> **YOUR ASSIGNMENT**:
Once you find the line with "Where can you see the lake" in the data that follows, repeat it and every line after it exactly, through the line with "Target: green leaf".

> **SOURCE MATERIAL**:

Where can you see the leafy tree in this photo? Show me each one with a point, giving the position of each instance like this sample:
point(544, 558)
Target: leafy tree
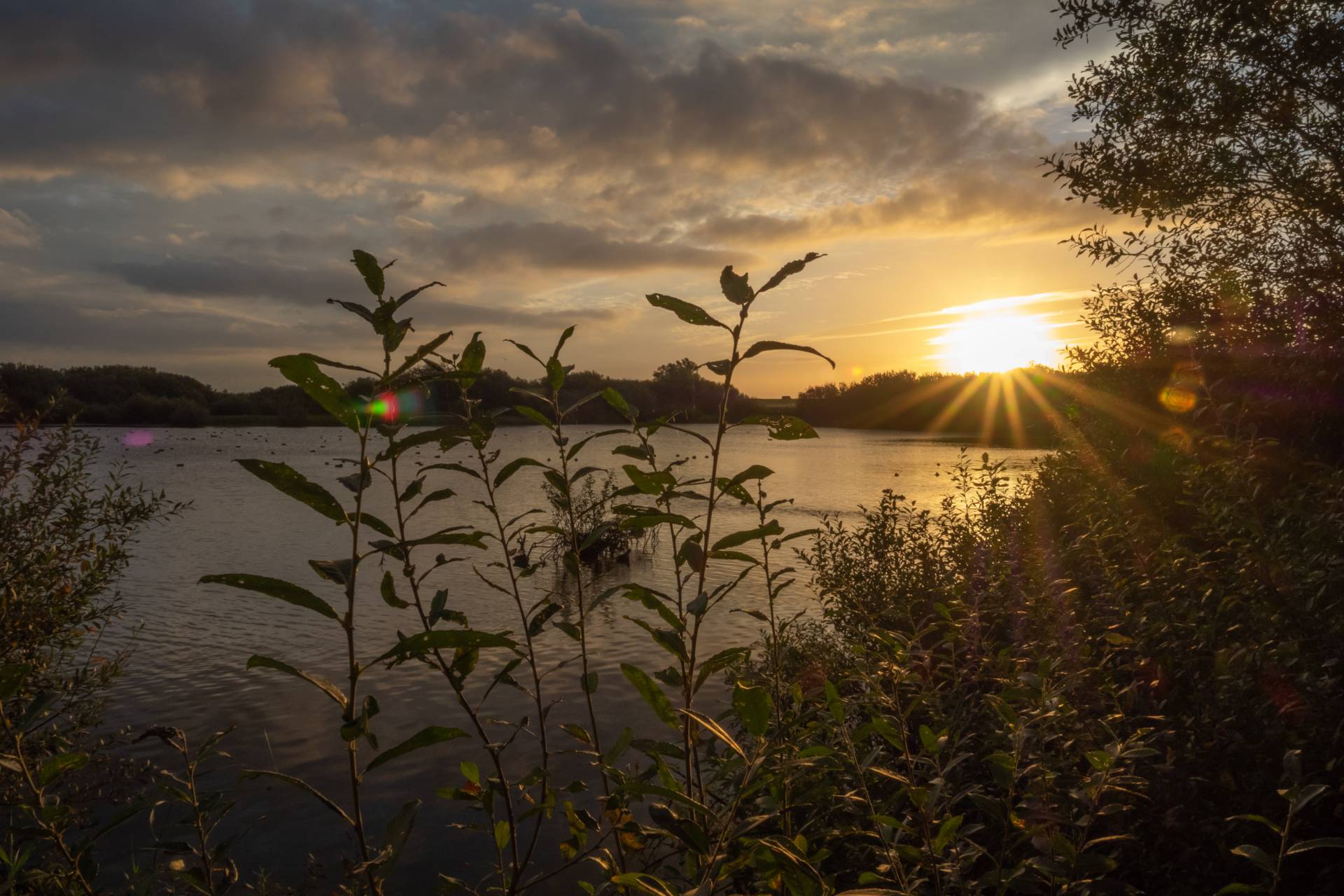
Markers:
point(1218, 127)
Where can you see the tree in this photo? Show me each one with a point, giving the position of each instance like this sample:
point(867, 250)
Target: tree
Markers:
point(1218, 125)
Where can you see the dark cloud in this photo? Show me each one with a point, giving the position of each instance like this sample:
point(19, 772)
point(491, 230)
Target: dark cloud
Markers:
point(192, 96)
point(564, 248)
point(218, 277)
point(214, 163)
point(968, 200)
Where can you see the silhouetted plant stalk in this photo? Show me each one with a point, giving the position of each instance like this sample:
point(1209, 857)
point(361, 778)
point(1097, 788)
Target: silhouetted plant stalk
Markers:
point(575, 542)
point(454, 652)
point(356, 716)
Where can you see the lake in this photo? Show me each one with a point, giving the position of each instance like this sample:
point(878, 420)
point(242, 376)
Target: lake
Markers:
point(191, 641)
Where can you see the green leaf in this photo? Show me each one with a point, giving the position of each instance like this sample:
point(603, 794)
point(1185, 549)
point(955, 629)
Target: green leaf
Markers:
point(1100, 760)
point(717, 729)
point(328, 362)
point(57, 766)
point(771, 346)
point(650, 520)
point(946, 830)
point(13, 675)
point(748, 535)
point(445, 640)
point(554, 374)
point(470, 362)
point(387, 590)
point(783, 429)
point(422, 352)
point(277, 589)
point(424, 738)
point(406, 298)
point(296, 485)
point(537, 416)
point(644, 883)
point(370, 270)
point(720, 662)
point(397, 833)
point(648, 482)
point(440, 495)
point(1256, 855)
point(619, 403)
point(258, 662)
point(1320, 843)
point(755, 472)
point(686, 311)
point(651, 692)
point(358, 309)
point(526, 351)
point(337, 571)
point(790, 270)
point(452, 434)
point(305, 374)
point(753, 708)
point(302, 785)
point(734, 286)
point(619, 748)
point(514, 466)
point(534, 626)
point(834, 704)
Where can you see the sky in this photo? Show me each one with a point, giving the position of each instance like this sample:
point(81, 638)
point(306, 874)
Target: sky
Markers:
point(182, 183)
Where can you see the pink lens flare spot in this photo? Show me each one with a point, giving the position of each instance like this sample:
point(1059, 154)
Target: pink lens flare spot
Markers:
point(385, 406)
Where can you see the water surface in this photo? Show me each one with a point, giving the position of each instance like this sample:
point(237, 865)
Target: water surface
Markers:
point(191, 641)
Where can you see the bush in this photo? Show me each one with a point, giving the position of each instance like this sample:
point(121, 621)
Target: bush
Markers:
point(1075, 653)
point(65, 538)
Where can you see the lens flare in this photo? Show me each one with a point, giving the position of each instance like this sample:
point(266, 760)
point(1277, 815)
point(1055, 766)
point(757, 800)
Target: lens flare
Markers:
point(1182, 390)
point(390, 406)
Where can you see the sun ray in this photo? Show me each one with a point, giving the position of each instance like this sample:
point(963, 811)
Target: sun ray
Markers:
point(968, 391)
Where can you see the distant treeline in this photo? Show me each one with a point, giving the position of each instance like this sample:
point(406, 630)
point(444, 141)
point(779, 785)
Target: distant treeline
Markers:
point(995, 409)
point(118, 394)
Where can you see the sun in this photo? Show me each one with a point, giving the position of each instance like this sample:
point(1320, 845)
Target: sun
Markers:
point(996, 343)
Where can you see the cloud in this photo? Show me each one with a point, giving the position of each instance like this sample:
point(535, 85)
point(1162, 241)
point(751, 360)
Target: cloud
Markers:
point(230, 97)
point(1009, 199)
point(219, 277)
point(194, 175)
point(565, 248)
point(18, 230)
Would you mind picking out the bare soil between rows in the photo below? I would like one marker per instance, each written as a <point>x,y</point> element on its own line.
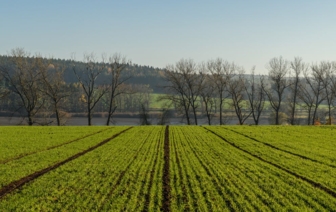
<point>21,182</point>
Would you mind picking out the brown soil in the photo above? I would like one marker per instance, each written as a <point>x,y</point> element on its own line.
<point>311,182</point>
<point>49,148</point>
<point>283,150</point>
<point>165,177</point>
<point>19,183</point>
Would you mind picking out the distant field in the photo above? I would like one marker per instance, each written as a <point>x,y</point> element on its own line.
<point>174,168</point>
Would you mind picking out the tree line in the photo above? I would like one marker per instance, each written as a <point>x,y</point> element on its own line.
<point>210,84</point>
<point>34,86</point>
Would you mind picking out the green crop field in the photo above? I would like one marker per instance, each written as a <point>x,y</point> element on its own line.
<point>168,168</point>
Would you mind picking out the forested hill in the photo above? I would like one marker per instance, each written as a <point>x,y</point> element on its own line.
<point>147,75</point>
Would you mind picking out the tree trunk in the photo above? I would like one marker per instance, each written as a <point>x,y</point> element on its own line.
<point>30,120</point>
<point>220,110</point>
<point>58,117</point>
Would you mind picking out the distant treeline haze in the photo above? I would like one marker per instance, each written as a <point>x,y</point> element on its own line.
<point>48,91</point>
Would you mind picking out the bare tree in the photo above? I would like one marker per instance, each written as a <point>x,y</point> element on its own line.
<point>278,69</point>
<point>314,79</point>
<point>221,73</point>
<point>306,95</point>
<point>207,94</point>
<point>22,75</point>
<point>298,67</point>
<point>117,65</point>
<point>236,88</point>
<point>328,79</point>
<point>184,87</point>
<point>255,95</point>
<point>54,88</point>
<point>87,77</point>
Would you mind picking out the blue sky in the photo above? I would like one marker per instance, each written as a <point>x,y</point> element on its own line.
<point>158,33</point>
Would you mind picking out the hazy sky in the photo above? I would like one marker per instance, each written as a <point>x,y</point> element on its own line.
<point>157,33</point>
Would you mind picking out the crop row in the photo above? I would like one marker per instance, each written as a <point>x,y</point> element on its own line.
<point>20,141</point>
<point>123,174</point>
<point>317,143</point>
<point>185,168</point>
<point>210,174</point>
<point>16,169</point>
<point>314,171</point>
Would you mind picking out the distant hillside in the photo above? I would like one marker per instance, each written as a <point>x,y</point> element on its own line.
<point>140,74</point>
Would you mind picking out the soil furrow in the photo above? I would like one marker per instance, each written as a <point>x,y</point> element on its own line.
<point>165,177</point>
<point>283,150</point>
<point>184,197</point>
<point>50,148</point>
<point>150,185</point>
<point>122,174</point>
<point>19,183</point>
<point>303,178</point>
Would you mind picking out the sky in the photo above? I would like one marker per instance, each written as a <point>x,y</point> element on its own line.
<point>159,33</point>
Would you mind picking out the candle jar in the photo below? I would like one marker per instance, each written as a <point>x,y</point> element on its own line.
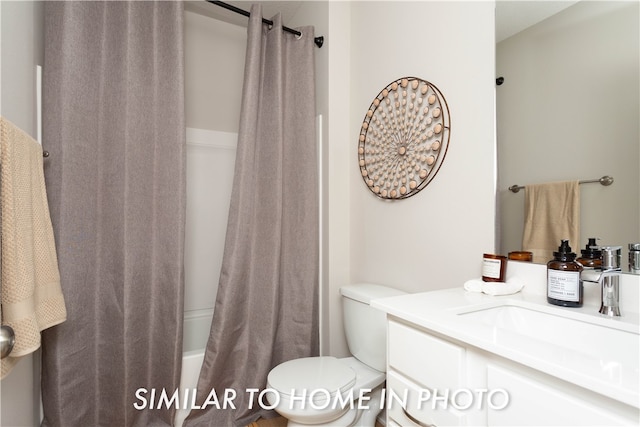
<point>521,256</point>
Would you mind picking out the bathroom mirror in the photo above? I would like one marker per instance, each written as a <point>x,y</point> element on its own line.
<point>568,110</point>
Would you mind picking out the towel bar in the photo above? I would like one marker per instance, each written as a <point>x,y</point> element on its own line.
<point>605,180</point>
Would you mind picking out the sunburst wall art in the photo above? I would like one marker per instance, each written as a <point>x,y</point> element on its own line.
<point>404,138</point>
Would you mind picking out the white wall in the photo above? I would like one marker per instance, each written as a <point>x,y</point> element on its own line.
<point>568,109</point>
<point>21,47</point>
<point>214,67</point>
<point>436,238</point>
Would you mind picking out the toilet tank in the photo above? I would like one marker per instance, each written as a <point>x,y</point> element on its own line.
<point>364,326</point>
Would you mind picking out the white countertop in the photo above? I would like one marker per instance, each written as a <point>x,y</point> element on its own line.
<point>612,369</point>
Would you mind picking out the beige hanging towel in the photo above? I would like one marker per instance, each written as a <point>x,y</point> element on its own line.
<point>31,295</point>
<point>552,213</point>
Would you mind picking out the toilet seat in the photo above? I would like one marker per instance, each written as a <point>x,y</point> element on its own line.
<point>312,373</point>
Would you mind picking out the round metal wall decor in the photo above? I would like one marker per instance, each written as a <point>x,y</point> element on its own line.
<point>404,138</point>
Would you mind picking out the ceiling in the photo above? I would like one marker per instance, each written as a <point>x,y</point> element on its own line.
<point>515,16</point>
<point>512,16</point>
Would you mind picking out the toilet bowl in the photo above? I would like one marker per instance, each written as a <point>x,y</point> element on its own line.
<point>338,392</point>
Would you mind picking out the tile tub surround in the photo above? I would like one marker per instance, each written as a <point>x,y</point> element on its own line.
<point>439,312</point>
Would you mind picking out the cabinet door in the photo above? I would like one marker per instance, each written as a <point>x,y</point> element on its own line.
<point>408,405</point>
<point>536,403</point>
<point>427,360</point>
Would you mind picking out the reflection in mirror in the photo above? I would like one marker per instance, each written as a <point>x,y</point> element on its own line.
<point>568,110</point>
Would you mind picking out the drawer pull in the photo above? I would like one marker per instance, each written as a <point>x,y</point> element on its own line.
<point>416,421</point>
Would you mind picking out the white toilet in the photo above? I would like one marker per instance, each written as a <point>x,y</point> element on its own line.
<point>326,390</point>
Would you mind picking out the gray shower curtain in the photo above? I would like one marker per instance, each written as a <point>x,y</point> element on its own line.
<point>266,310</point>
<point>114,125</point>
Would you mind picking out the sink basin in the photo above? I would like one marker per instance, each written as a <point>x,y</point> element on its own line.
<point>602,340</point>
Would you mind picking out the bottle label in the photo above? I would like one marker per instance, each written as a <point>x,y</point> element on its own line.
<point>491,268</point>
<point>563,285</point>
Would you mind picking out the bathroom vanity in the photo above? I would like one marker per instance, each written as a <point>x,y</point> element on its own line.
<point>459,358</point>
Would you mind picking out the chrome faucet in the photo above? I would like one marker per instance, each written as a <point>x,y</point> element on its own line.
<point>608,278</point>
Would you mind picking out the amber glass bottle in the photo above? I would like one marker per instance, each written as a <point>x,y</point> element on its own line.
<point>563,278</point>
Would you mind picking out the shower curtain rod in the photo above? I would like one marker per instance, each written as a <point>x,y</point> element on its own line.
<point>319,41</point>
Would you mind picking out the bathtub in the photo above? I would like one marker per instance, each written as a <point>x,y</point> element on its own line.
<point>197,324</point>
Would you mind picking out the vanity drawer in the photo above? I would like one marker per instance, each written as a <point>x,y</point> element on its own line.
<point>405,407</point>
<point>430,361</point>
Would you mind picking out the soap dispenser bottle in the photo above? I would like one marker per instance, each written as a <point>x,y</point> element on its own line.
<point>591,255</point>
<point>563,278</point>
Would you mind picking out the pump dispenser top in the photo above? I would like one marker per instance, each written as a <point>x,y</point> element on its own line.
<point>591,255</point>
<point>564,252</point>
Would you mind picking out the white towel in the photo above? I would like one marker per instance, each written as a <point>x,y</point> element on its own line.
<point>31,294</point>
<point>511,286</point>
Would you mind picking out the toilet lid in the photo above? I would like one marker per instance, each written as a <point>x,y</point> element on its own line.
<point>312,373</point>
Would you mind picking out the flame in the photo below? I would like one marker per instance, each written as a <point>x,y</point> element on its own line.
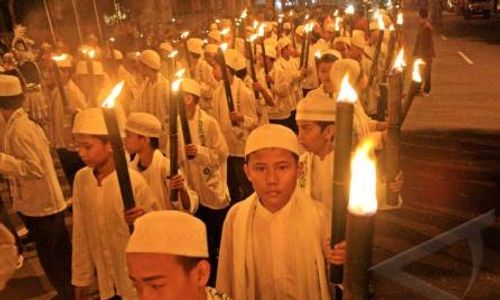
<point>399,19</point>
<point>349,10</point>
<point>177,84</point>
<point>109,102</point>
<point>61,57</point>
<point>180,73</point>
<point>363,189</point>
<point>399,62</point>
<point>381,25</point>
<point>416,70</point>
<point>347,93</point>
<point>173,54</point>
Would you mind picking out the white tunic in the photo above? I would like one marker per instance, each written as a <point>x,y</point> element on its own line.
<point>28,166</point>
<point>100,233</point>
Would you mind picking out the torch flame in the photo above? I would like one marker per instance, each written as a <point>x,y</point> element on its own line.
<point>363,189</point>
<point>61,57</point>
<point>347,93</point>
<point>416,70</point>
<point>109,102</point>
<point>399,62</point>
<point>399,19</point>
<point>381,25</point>
<point>173,54</point>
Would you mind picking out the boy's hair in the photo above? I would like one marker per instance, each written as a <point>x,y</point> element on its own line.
<point>12,102</point>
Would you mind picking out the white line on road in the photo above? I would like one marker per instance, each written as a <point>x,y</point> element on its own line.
<point>468,60</point>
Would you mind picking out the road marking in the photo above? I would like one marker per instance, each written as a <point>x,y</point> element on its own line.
<point>468,60</point>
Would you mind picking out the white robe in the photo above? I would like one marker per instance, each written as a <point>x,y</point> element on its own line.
<point>100,233</point>
<point>302,267</point>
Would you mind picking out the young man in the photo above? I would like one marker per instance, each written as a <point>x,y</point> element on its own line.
<point>207,171</point>
<point>62,115</point>
<point>167,257</point>
<point>272,242</point>
<point>236,125</point>
<point>36,193</point>
<point>100,225</point>
<point>142,132</point>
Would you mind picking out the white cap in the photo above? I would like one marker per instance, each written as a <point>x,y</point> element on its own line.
<point>166,46</point>
<point>195,45</point>
<point>358,41</point>
<point>10,86</point>
<point>211,48</point>
<point>90,121</point>
<point>191,86</point>
<point>316,109</point>
<point>151,59</point>
<point>169,232</point>
<point>271,136</point>
<point>144,124</point>
<point>284,42</point>
<point>234,59</point>
<point>81,68</point>
<point>215,34</point>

> **EXERCISE RESPONSE**:
Where can you see the lake in this photo? Show me each one with a point, giving the position of each instance like this sample:
point(878, 420)
point(242, 376)
Target: lake
Markers:
point(191, 641)
Where can you see the green leaf in this photo? Show me each one with a point, giving the position of each instance like this sample:
point(603, 794)
point(1185, 549)
point(955, 629)
Target: green leaf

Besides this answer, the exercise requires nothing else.